» Fragmento seleccionado
Madrid.- Los escritores suelen explicar, cuando se les pregunta por el pesimismo de sus obras, que el ser humano, cuando es feliz, se limita a vivir, mientras que escribe cuando se siente desgraciado. Tal vez por eso Pío Baroja escribió mucho y no puede decirse, en cambio, que tuviera una vida demasiado intensa.
Monumento dedicado a Pío Baroja en el madrileño parque de El Retiro.
Al escritor vasco nunca le gustó la realidad que le rodeaba y su pesimismo a lo Schopenhauer le fue modelando un carácter agrio y huraño; renunció a luchar por cambiar la sociedad, pero su inactividad la contrarrestó con su predilección por los héroes de acción, como Zalacaín o Aviraneta el conspirador.
Su temperamento, sin embargo, quedó perfectamente reflejado en el protagonista de una de sus mejores novelas, "El árbol de la ciencia". Esta obra retrata el Madrid de finales del siglo XIX, en especial el ambiente estudiantil, y su personaje central, Andrés Hurtado, encarna la abulia y el desencanto propios del periodo de entre siglos.
Con Andrés asistimos al desarrollo de una personalidad frágil que, en el tránsito de la adolescencia a la juventud, descubre antes el dolor que el placer, y contempla desde su naturaleza hipersensible una existencia de la que dice: "La vida en general y, sobre todo, la suya le parecía una cosa fea, turbia, dolorosa e indomable".
Cuando otros, a su edad, coleccionan todo tipo de diversiones y aprenden a sumergirse en las más diversas actividades placenteras, Andrés va advirtiendo la fatuidad y vacuidad de sus amigos y compañeros, la incultura y chabacanería de la sociedad, la pobreza de muchos barrios de Madrid y la inutilidad de los políticos de la época.
En su afán por encontrar respuestas a sus muchas preguntas, Andrés comparte horas de conversación filosófica con su tío, el doctor Iturrioz. Un día hablan del relato bíblico del Árbol de la Vida y el Árbol de la Ciencia. El hombre era feliz en el Paraíso, pero al probar la fruta del Árbol de la Ciencia adquirió el conocimiento y, a través de él, descubrió el dolor de la existencia.
Hurtado termina sin ilusión su carrera de médico y comienza a trabajar en un pueblo. Su contacto con el mundo rural le resulta tan decepcionante como la vida en la ciudad. No es Andrés un joven que se coma el mundo, es más bien el mundo quien le ha comido a él sus ilusiones e, incluso, sus ganas de vivir.
Entre tanta amargura, alguien aporta a Andrés la ilusión que le falta; es Lulú, una amiga con la que al cabo de los años se casa y alcanza el anhelado equilibrio. Pero Hurtado desconfía de la dicha y teme que en cualquier momento algo la rompa y se vuelva a la tenebrosa situación anterior.
Sus temores acaban cumpliéndose; Lulú queda encinta, pero el bebé nace muerto y ella fallece también en el parto. Andrés ni acude al entierro. Su último acto como médico será terminar con esa "cosa fea, turbia, dolorosa e indomable" que era su vida.

» Objetivo de la tarea
Reproduce sin cambios el pasaje del artículo sobre Pío Baroja que comienza con "Hurtado termina sin" y sigue hasta "ganas de vivir.", incluidas ambas partes. Los registros no intervienen en absoluto en este ejercicio.

» Datos de señalización basados en imágenes
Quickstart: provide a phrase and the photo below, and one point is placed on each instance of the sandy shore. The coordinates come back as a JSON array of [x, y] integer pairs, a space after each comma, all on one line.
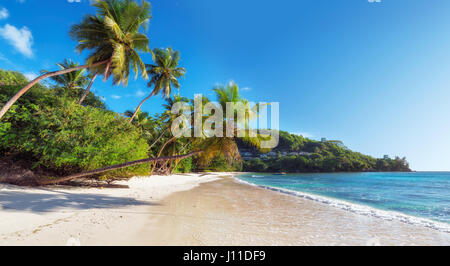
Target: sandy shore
[[205, 210]]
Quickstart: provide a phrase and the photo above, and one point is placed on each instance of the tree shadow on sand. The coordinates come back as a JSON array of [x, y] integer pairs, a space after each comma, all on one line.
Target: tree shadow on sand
[[57, 200]]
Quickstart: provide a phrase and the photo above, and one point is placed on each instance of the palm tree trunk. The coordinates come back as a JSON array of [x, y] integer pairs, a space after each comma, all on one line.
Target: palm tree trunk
[[139, 107], [160, 152], [160, 136], [178, 160], [88, 89], [108, 66], [115, 167], [8, 105]]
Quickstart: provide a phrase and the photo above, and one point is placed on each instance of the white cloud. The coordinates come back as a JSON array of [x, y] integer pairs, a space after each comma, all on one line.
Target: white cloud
[[4, 13], [21, 39], [30, 75]]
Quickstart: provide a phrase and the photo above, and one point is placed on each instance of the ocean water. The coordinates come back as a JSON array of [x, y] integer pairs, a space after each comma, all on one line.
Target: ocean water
[[417, 197]]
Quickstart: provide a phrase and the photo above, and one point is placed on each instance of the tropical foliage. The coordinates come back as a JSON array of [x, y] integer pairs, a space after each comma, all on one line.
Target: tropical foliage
[[164, 74], [317, 156]]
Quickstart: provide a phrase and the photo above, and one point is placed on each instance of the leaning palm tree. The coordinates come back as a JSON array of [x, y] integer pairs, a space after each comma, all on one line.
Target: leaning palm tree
[[113, 36], [226, 145], [92, 77], [164, 74], [72, 80]]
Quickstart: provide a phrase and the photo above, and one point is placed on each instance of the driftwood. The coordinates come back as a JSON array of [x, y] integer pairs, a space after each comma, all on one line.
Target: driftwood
[[115, 167]]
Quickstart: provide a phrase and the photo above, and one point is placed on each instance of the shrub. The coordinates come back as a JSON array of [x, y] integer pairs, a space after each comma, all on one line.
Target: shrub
[[62, 137]]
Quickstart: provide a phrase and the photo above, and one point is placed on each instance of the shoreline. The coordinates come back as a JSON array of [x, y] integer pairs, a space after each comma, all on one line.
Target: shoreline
[[190, 209], [60, 215], [359, 208]]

» Resultado
Hurtado termina sin ilusión su carrera de médico y comienza a trabajar en un pueblo. Su contacto con el mundo rural le resulta tan decepcionante como la vida en la ciudad. No es Andrés un joven que se coma el mundo, es más bien el mundo quien le ha comido a él sus ilusiones e, incluso, sus ganas de vivir.